## start Given data

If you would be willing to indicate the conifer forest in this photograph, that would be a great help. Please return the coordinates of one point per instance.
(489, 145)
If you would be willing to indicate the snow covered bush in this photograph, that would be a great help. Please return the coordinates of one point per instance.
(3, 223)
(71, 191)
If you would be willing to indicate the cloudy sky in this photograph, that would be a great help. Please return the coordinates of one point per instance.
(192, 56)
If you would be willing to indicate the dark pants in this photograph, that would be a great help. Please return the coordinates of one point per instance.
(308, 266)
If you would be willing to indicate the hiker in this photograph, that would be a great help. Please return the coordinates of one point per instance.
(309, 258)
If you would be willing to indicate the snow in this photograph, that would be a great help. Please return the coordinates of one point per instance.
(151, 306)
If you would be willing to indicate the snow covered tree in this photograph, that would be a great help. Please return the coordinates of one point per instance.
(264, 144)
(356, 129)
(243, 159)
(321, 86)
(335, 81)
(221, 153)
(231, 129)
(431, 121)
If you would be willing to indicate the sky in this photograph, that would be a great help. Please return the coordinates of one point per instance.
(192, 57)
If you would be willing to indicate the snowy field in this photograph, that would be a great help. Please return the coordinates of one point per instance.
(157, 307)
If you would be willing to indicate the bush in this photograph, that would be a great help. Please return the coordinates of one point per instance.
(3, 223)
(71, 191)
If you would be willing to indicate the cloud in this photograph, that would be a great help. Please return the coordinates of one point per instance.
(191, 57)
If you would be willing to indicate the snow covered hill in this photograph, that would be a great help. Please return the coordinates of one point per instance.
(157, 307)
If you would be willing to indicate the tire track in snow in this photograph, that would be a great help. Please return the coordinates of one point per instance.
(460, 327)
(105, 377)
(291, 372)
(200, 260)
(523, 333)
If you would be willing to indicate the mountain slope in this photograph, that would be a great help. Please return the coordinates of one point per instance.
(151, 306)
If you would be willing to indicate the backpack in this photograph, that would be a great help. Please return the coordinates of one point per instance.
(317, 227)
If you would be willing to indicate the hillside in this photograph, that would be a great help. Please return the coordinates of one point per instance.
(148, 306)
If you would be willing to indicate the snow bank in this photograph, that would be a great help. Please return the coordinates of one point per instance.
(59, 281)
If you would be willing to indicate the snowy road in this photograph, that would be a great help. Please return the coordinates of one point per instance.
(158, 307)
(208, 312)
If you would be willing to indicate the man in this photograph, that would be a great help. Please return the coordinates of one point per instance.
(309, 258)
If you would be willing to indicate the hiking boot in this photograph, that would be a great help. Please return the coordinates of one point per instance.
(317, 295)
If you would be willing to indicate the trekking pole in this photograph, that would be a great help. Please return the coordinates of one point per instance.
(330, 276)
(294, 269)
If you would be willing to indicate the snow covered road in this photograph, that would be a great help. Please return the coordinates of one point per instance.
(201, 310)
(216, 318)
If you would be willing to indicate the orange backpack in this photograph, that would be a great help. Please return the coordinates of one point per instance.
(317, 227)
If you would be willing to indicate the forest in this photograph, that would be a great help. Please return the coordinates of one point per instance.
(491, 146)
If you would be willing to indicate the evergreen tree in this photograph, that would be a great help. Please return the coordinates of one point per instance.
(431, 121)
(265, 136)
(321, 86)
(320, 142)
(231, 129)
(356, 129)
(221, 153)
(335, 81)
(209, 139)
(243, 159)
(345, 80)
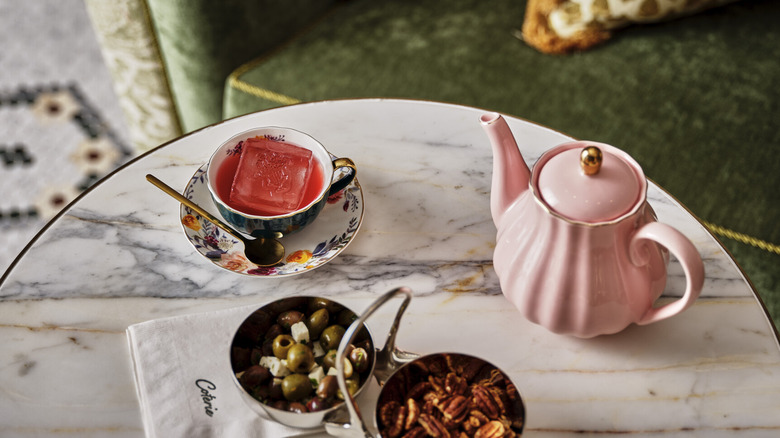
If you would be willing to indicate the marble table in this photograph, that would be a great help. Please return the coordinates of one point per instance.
(118, 256)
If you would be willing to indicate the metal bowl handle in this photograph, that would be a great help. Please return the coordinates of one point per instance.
(387, 361)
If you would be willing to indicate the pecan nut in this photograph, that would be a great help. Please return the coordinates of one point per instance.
(393, 417)
(454, 384)
(493, 429)
(487, 402)
(433, 426)
(455, 409)
(412, 413)
(417, 432)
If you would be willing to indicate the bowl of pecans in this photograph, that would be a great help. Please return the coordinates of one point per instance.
(443, 395)
(305, 361)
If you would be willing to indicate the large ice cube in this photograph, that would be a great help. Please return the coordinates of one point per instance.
(271, 177)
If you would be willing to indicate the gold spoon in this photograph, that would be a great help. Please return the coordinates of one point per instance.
(260, 251)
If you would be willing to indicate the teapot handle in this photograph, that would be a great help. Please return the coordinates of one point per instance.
(686, 254)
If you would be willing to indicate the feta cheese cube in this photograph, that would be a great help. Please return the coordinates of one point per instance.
(316, 375)
(275, 366)
(300, 333)
(317, 349)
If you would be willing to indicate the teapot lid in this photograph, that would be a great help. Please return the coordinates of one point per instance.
(589, 182)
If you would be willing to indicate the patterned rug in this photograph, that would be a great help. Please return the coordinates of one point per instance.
(61, 128)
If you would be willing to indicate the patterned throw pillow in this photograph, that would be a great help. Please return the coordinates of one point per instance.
(563, 26)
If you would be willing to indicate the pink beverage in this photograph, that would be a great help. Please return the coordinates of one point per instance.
(270, 178)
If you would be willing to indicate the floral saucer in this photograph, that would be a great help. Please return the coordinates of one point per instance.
(310, 248)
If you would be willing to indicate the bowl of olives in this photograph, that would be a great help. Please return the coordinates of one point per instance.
(283, 358)
(441, 394)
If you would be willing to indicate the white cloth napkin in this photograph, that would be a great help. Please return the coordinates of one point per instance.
(184, 383)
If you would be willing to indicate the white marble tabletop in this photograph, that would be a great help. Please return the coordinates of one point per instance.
(118, 256)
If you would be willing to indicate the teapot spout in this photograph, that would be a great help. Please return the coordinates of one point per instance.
(510, 173)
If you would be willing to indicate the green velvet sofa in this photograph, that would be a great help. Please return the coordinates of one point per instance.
(695, 100)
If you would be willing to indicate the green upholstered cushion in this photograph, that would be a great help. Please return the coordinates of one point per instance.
(696, 101)
(202, 41)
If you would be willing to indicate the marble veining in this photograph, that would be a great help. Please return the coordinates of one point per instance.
(118, 256)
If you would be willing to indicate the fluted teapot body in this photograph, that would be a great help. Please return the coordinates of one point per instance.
(578, 248)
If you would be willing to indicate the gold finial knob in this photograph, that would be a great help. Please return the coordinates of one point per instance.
(590, 160)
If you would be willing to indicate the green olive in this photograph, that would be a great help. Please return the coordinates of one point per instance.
(289, 318)
(352, 386)
(282, 344)
(296, 387)
(300, 358)
(331, 337)
(317, 322)
(329, 361)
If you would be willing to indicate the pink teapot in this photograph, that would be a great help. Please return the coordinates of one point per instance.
(578, 249)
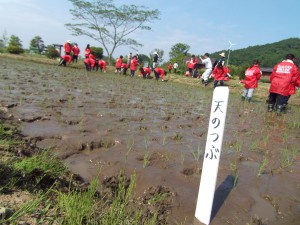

## end Given data

◆ Set exercise
Rewrite all of the data above, replacing "photograph" with "image" wherever it occurs and keeping everything else unchanged, and leave the pictures out.

◆ Completed task
If you would be willing to indicate the conifer forest in this image, that would be a great help. Please return the coordinates of one point per instance.
(489, 145)
If you would be willing to indicate the snow covered bush in this image, that would be a great help. Please return the coordinates of one point per instance.
(3, 223)
(71, 191)
If you would be willing to indicate the cloudy sky in this image, that would be a great help. Please return the coordinates of one point per instance.
(192, 56)
If you would be willing to indicate the dark pants in this image, that would be a great help. Please return the coordinates of one point per instance.
(308, 266)
If you would be willing to indicate the hiker in this image, that would be a great help. Please return the coordinates of one point per instance.
(309, 258)
If you would be willing to indicate the snow in this image, that would be a great help. Please return the coordinates of one point per instance.
(151, 306)
If you would be willing to indicate the snow covered tree in this image, that would be a great help. Please return the coordinates of one point per instance.
(264, 144)
(356, 129)
(243, 159)
(321, 86)
(335, 81)
(221, 153)
(231, 129)
(431, 121)
If you would be willing to indicate the sky in this image, that would be a great help. Please return the coordinates of one point per instance.
(192, 57)
If you would be willing to indicate the snowy field in this image, that would be a great help. Please return the coordinates of one point per instance.
(157, 307)
If you would be willing to indicate the bush in this image, that would be a great help. Please return the coordinates of one point per instance.
(3, 223)
(71, 191)
If you would be willing to indicate the cloud in this image, that would be a great help. Please return the coordinates of one point per instance.
(191, 57)
If you would be willing to indicate the snow covered hill in this image, that would be a great help. Please return the coordinates of one point per instance.
(157, 307)
If you would be willing to indicate the tire track in snow in this image, that would be a great help. Please return the coordinates of one point per instance.
(460, 327)
(105, 377)
(291, 372)
(200, 260)
(523, 333)
If you would be willing to indicate the mountain slope in this image, that would be a great help. Please return the coordinates of one point per instance.
(151, 306)
If you would be willing to indicate the backpack in this image, that would be a great help. Please return the coordinates of one point per instance.
(317, 227)
If you would be willing to indicate the hillside in this image, that would be a great help. Please return the coordinates of one point per instance.
(148, 306)
If you would be willing to indicate the snow bank in this image, that would be a great help. Please return the coordinates of one point per instance.
(59, 281)
If you would be willing to indicate the snowy road in this image, that would be a great help. Please return the coordinates of one point per instance.
(158, 307)
(208, 312)
If you would be willing to indicate the man in this image, that would be a great help. Please return the coordinates of one point per instance.
(309, 258)
If you would be willing to indicate the hiking boot in this image, that would be a great help. Please return the coordinates of one point per instance.
(317, 295)
If you would be willing to indicate the trekking pole in this image, that would be a great help. Please return the coordinates of one point per instance.
(330, 276)
(294, 269)
If you would be willing to indicate the snow covered road in this image, that would be a great help. Please return the coordinates of one point per instance.
(201, 310)
(216, 318)
If you would be willing to indicate the orange backpack in this image, that would be a great help. Please return the coordinates of one point per instance.
(317, 227)
If you would be willing to indicate the forest in this image, that would be a great help. Please return the coordinates of one point per instance.
(491, 146)
If you would be willing to indicate the evergreen tree in this image, that would be a great help. Please return the coordinates of one point per instance.
(431, 121)
(265, 136)
(321, 86)
(320, 142)
(231, 129)
(356, 129)
(221, 153)
(335, 81)
(209, 139)
(243, 159)
(345, 80)
If you would be willing to indicate the marble table in this image, that would be a great help. Please return the coordinates of one point per instance.
(118, 256)
If you would be willing to indicate the metal bowl handle in this image, that would be a great help. Please return the coordinates of one point per instance.
(387, 361)
If you would be willing to indicate the pecan nut in this image, that would be a great help. Please return the coordinates of one point per instance.
(393, 417)
(454, 384)
(493, 429)
(487, 402)
(433, 426)
(455, 409)
(412, 413)
(417, 432)
If you would be willing to indicate the bowl of pecans in this image, that would be a great help. Please return the coordinates of one point per instance.
(443, 395)
(305, 361)
If you would be willing to indicate the large ice cube in this image, that would be a great help. Please return the coordinates of one point per instance.
(271, 177)
If you would be willing to indicate the gold spoon in this image, that would be a great help. Please return the coordinates of one point per instance.
(260, 251)
If you would be willing to indicate the teapot handle in this image, that would be a great help. Please return the coordinates of one point per instance.
(686, 254)
If you would be willing to indicate the feta cheese cube in this image, that would be a great help. Please return the coordinates of one point per instance.
(316, 375)
(275, 366)
(300, 333)
(317, 349)
If you would be willing to indicate the teapot lid in this image, that would be a great help. Please return the coordinates of one point per instance.
(589, 182)
If you would be willing to indicate the patterned rug in this image, that would be a great help. Please return the coordinates of one point per instance.
(61, 128)
If you would be willing to indicate the patterned throw pillow in this image, that would be a great help. Please return the coordinates of one point per instance.
(563, 26)
If you would be willing to indicate the pink beverage in this image, that would be a great help. Please return the coordinates of one point per instance.
(270, 178)
If you would be willing to indicate the floral saucer in this image, that would be a great help. Please return the coordinates of one point per instance.
(310, 248)
If you would be willing to indicate the bowl of olives in this image, that would be a great help. Please return the coordinates of one point per instance.
(283, 358)
(441, 394)
If you would be willing to indicate the white cloth napkin in this image, that would be a great help. Please return the coordinates of one point per instance.
(184, 383)
If you would be willing to indicate the white marble tabletop in this image, that would be a great help. Please return the coordinates of one point per instance.
(118, 256)
If you would be willing to indicate the teapot spout in this image, that would be a great help. Please return the coordinates of one point per instance.
(510, 173)
If you would be willing to indicate the green velvet sofa in this image, that would be a great help. Please return the coordinates of one point per instance.
(695, 100)
If you would be willing to indicate the green upholstered cushion in this image, that would be a great help. Please return the coordinates of one point per instance.
(696, 101)
(202, 41)
If you would be willing to indicate the marble veining in this image, that would be a great help. Please return the coordinates of one point per instance.
(118, 256)
If you would be willing to indicate the fluted teapot body in this image, that would be a great help. Please return the coordinates of one point per instance.
(578, 248)
If you would be willing to indicate the gold finial knob in this image, that would be a great help. Please return the coordinates of one point per instance.
(590, 160)
If you would be willing to indicate the green olive in this image, that would be a great help. Please return the coordinates of one point per instance.
(289, 318)
(352, 386)
(282, 344)
(296, 387)
(300, 358)
(331, 337)
(317, 322)
(329, 361)
If you would be willing to indicate the pink teapot in this image, that would be a great help. Please return the coordinates of one point per instance.
(578, 249)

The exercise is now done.